■ Given data:

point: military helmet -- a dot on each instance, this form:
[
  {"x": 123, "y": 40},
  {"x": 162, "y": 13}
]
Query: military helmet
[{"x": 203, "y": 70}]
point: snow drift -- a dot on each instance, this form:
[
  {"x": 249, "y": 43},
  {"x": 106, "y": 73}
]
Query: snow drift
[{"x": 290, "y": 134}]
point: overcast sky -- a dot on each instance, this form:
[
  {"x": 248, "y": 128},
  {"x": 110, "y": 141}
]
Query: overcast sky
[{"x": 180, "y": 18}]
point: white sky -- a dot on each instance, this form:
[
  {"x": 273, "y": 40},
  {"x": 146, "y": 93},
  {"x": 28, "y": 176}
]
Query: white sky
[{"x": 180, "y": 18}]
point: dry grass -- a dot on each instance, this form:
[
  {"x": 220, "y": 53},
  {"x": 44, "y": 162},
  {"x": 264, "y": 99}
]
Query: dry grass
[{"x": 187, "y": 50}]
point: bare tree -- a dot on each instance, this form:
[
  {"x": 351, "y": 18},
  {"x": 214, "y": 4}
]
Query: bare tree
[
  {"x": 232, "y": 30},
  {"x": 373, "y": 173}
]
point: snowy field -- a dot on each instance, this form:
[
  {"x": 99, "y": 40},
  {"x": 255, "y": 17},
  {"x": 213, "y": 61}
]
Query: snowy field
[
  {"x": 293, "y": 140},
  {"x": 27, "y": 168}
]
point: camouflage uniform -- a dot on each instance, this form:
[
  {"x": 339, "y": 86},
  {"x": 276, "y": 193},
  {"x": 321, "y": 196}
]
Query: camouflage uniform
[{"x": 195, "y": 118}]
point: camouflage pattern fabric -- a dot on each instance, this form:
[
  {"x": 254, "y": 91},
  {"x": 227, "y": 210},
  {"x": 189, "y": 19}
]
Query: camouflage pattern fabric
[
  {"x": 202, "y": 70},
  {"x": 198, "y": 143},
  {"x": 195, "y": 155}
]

■ Task instructions: Rewrite all of the material above as a numbered list with one line per item, leaving out any blank lines.

■ Correct response:
1. point: military helmet -- a dot on each instance, this form:
2. [
3.   {"x": 123, "y": 40},
4.   {"x": 162, "y": 13}
5. ]
6. Query: military helmet
7. [{"x": 203, "y": 70}]
8. point: snow drift -- a dot on each instance, this form:
9. [
10.   {"x": 249, "y": 43},
11.   {"x": 106, "y": 73}
12. ]
13. Query: snow drift
14. [{"x": 290, "y": 134}]
15. point: overcast sky -- a dot on each instance, this form:
16. [
17.   {"x": 248, "y": 128},
18.   {"x": 110, "y": 141}
19. ]
20. Query: overcast sky
21. [{"x": 180, "y": 18}]
22. point: white sky -- a dot on each instance, this form:
23. [
24.   {"x": 273, "y": 40},
25.   {"x": 146, "y": 93},
26.   {"x": 28, "y": 176}
27. ]
28. Query: white sky
29. [{"x": 180, "y": 18}]
30. point: dry grass -- a dot on each instance, this form:
31. [
32.   {"x": 220, "y": 53},
33.   {"x": 44, "y": 162},
34.   {"x": 264, "y": 99}
35. ]
36. Query: dry grass
37. [{"x": 187, "y": 50}]
38. point: bare tree -- a dot on each instance, this form:
39. [
40.   {"x": 351, "y": 18},
41.   {"x": 214, "y": 4}
42. ]
43. Query: bare tree
44. [
45.   {"x": 232, "y": 30},
46.   {"x": 373, "y": 173}
47. ]
48. point: snowy field -- a dot on each instance, this form:
49. [
50.   {"x": 99, "y": 40},
51.   {"x": 255, "y": 17},
52.   {"x": 213, "y": 61}
53. ]
54. Query: snowy field
55. [
56.   {"x": 293, "y": 140},
57.   {"x": 27, "y": 168}
58. ]
59. point: camouflage uniform -- a dot on each instance, this form:
60. [
61.   {"x": 339, "y": 86},
62.   {"x": 276, "y": 193},
63.   {"x": 321, "y": 196}
64. ]
65. Query: camouflage uniform
66. [{"x": 195, "y": 118}]
67. point: camouflage pattern fabric -- a dot on each instance, this form:
68. [
69.   {"x": 254, "y": 91},
70.   {"x": 227, "y": 210},
71.   {"x": 189, "y": 19}
72. ]
73. Query: camouflage pattern fabric
74. [
75.   {"x": 202, "y": 70},
76.   {"x": 198, "y": 143},
77.   {"x": 195, "y": 155}
78. ]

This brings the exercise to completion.